PASSAGE Start Marker

The award titles continued to change for the 2002 awards: "Best Solo Scene" became "Best Solo Performance"; "Best DVD Extras" (previously an Editor's Choice Award) was added to the regular list of awards along with "Best Classic DVD". The Editor's Choice Awards for the year were "Best Bisexual Video", "Best Reviewer Promo Package", and "Special Achievement Award", presented to Bob East, Executive Director of the by-then defunct Men of Odyssey Studio. The event took place on May 24, 2003, at the Circuit nightclub for the third year in a row, and was once again hosted by Chi Chi LaRue and Honey West. They were joined by Kelly Love and their male co-hosts Matthew Rush and Kyle Kennedy. The show was interpreted for the hearing impaired by a porn newcomer. Jason Sechrest, of JasonCurious.com, was on hand to present a gift basket of several types of sexual lubricant to super-bottom performer Bret Wolfe.

The 2003 award ceremony was held at the Park West theater on May 29, 2004, moving to a well-known professional concert / event venue. The perennial Chi Chi LaRue and Honey West were joined in co-hosting duties by Chris Steele, Michael Brandon, and Bret Wolfe, with sign language interpretation again provided by Dillon Press. Awards added to the year's gathering were surprise awards "Hottest Cock", "Hottest Ass", "Hottest Versatile Performer", and "Hottest Cum Shots". The Editor's Choice Award for the year was for "Hot New Directors".

Jason Sechrest was in attendance again to present the basket of lube and was joined by the previous year's recipient, Bret Wolfe. The basket was presented to the individual they felt was "most likely to use this entire basket" in the very near future. The recipient, Michael Knight, was called to the stage and the popular bottom thanked "the endless number of inches who have entered me".

A return to the Park West for the 2004 awards brought Honey West and Chi Chi LaRue together with co-hosts Tag Adams, Michael Brandon, and Zak Spears for host / hostess duties. The "Best Video" award was apparently renamed "Best Gay Video"; the "Hottest" awards from the previous year remained, and the "Maleflixx.tv Peoples Choice Award" was added. There were no Editor's Choice Awards.

On May 27, 2006, the 2005 Erotic Gay Video Awards—the "Grabbys"—were presented at The Vic Theatre. Chi Chi LaRue and Honey West once again led the ceremonies; their male co-hosts for the event were Rod Barry, Brad Benton, and Chad Hunt. This was the last Grabbys attended by "Big Daddy" Ferguson, the founder of Gay Chicago Magazine and the Grabbys; Ralph Paul "Big Daddy" died in June 2006 a couple of days after his 72nd Birthday.

==Transition in 2009==
In 2009 Gay Chicago Magazine decided to stop reviewing gay porn videos, and dropped the Grabbys. Former Gay Chicago publisher Stacy Bridges, in a deal to sell his portion of the magazine, took ownership of the awards show along with former Gay Chicago Sales Manager Mark Nagel. Bridges and Nagel also founded Grab Magazine in Chicago.

PASSAGE End Marker
DATA EXTRACT Start Marker

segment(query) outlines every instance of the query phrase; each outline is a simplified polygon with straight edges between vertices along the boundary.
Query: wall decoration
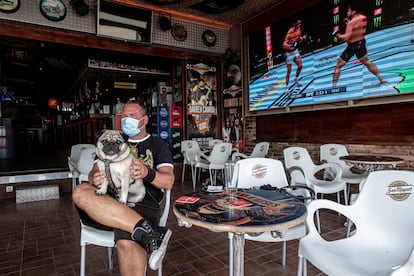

DATA EXTRACT End Marker

TASKS
- 1) In the passage on the Grabbys, where were the 2005 awards presented?
- 2) Print the passage on the Grabbys from "On May 27, 2006, the" up to and including "Magazine in Chicago.".

TASK-BY-TASK RESULTS
- 1) The Vic Theatre.

- 2)
On May 27, 2006, the 2005 Erotic Gay Video Awards—the "Grabbys"—were presented at The Vic Theatre. Chi Chi LaRue and Honey West once again led the ceremonies; their male co-hosts for the event were Rod Barry, Brad Benton, and Chad Hunt. This was the last Grabbys attended by "Big Daddy" Ferguson, the founder of Gay Chicago Magazine and the Grabbys; Ralph Paul "Big Daddy" died in June 2006 a couple of days after his 72nd Birthday.

==Transition in 2009==
In 2009 Gay Chicago Magazine decided to stop reviewing gay porn videos, and dropped the Grabbys. Former Gay Chicago publisher Stacy Bridges, in a deal to sell his portion of the magazine, took ownership of the awards show along with former Gay Chicago Sales Manager Mark Nagel. Bridges and Nagel also founded Grab Magazine in Chicago.